Written task: Please find every line in the records below that contains the word "grass" and copy each of those lines.

Material for this exercise:
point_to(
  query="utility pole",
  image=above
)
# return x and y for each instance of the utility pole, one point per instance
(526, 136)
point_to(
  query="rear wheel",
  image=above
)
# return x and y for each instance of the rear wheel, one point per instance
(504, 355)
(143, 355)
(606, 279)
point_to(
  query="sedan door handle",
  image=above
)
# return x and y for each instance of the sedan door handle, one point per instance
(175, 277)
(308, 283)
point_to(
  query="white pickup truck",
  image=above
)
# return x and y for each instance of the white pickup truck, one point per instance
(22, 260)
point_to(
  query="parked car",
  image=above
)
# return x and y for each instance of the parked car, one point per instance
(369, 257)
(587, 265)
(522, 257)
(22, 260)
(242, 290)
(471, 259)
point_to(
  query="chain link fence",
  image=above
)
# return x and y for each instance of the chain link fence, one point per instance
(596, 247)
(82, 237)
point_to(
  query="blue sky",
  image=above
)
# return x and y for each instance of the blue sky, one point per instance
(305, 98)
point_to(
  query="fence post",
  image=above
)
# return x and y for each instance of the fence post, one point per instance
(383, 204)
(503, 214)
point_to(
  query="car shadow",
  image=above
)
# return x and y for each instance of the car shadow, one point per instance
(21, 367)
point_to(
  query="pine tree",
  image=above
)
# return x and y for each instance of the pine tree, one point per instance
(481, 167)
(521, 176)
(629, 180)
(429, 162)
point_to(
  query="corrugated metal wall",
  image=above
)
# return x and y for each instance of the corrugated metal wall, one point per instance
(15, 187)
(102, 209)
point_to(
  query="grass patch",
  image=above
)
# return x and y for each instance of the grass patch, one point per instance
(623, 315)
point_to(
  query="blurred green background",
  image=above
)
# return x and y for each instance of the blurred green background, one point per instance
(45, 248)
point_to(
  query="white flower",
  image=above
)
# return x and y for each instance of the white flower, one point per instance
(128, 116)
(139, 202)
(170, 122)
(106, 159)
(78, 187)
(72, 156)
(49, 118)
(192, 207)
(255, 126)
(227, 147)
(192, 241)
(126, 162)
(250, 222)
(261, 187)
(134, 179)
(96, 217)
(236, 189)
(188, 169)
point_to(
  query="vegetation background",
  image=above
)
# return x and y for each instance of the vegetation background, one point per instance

Exercise answer:
  query="grass patch",
# return x and y for each instance of the grass patch, one point per instance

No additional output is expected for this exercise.